_EXERCISE SET_
• a. Answer these questions from the naira redesign article:
(i) Who issued the statement on behalf of HURIWA, and what is his title?
(ii) Until what date did the Supreme Court judgement say old notes must remain in circulation?
(iii) For how many months does the group say the CBN subjected Nigerians to hardship?
• b. Reproduce the naira redesign article word for word, everything from "The group held" down to "sinister political reasons.".

[DOCUMENT EXCERPT — start]

Civil rights advocacy group, Human Rights Writers Association of Nigeria (HURIWA), on Tuesday, said the sudden disappearance of newly designed N200, N500 and N1000 banknotes has exposed “the blatant failure of the Governor of the Central Bank of Nigeria (CBN), Godwin Emefiele and his not-well-thought out naira redesigned policy.

HURIWA in a statement by its National Coordinator, Emmanuel Onwubiko, who called for his immediate prosecution, questioned why Nigerians no longer see the three newly redesigned banknotes immediately after the March 3 judgement of the Supreme Court that old notes must remain in circulation till December 31, 2023.

The group held that the sudden disappearance of the new notes showed that CBN hoarded the money and deliberately subjected Nigerians to two months of hardship for sinister political reasons.

HURIWA, therefore, demanded the prosecution of Emefiele for inflicting untold hardship on over 200 million Nigerians, causing avoidable deaths and the failure of many businesses.

The group also accused CBN management of gross mismanagement and irresponsibility which he insisted, caused the nation’s economy so much loses and forced many small and medium-scale entrepreneurs to closure shops while many human fatalities were recorded due to the enforced cash crunch.

[DOCUMENT EXCERPT — finish]
[INFORMATION SUPPLIED — start]

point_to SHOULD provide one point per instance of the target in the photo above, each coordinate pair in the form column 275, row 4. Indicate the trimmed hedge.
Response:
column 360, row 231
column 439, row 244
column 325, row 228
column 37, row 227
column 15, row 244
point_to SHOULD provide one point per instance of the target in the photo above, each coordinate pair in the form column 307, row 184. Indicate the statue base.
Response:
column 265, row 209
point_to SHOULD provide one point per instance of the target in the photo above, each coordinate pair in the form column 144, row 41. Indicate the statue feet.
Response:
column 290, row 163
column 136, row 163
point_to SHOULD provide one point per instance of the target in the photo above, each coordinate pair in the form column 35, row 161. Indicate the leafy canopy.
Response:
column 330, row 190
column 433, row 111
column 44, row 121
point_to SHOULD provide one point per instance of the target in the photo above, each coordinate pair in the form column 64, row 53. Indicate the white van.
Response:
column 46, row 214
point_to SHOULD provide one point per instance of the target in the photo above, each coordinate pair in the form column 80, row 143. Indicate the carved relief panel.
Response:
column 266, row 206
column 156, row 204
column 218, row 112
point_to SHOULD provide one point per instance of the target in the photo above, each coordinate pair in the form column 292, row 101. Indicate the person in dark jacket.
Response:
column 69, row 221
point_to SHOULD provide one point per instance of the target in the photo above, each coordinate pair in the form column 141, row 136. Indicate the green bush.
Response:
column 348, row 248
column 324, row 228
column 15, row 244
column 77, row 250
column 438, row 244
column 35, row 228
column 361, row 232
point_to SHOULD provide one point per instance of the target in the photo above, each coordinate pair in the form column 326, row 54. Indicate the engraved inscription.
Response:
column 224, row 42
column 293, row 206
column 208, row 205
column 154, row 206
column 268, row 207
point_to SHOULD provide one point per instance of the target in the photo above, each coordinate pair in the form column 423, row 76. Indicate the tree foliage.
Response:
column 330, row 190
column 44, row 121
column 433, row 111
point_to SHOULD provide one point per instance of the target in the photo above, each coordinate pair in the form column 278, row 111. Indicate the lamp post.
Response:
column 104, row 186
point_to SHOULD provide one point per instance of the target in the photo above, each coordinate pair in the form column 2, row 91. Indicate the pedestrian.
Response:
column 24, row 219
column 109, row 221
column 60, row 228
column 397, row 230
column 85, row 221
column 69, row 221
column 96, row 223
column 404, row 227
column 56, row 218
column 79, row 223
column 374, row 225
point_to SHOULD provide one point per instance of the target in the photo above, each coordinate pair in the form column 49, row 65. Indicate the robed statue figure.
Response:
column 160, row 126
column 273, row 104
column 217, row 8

[INFORMATION SUPPLIED — finish]

_RESULTS IN ORDER_
• a.
(i) Emmanuel Onwubiko, HURIWA's National Coordinator.
(ii) December 31, 2023.
(iii) Two months.

• b.
The group held that the sudden disappearance of the new notes showed that CBN hoarded the money and deliberately subjected Nigerians to two months of hardship for sinister political reasons.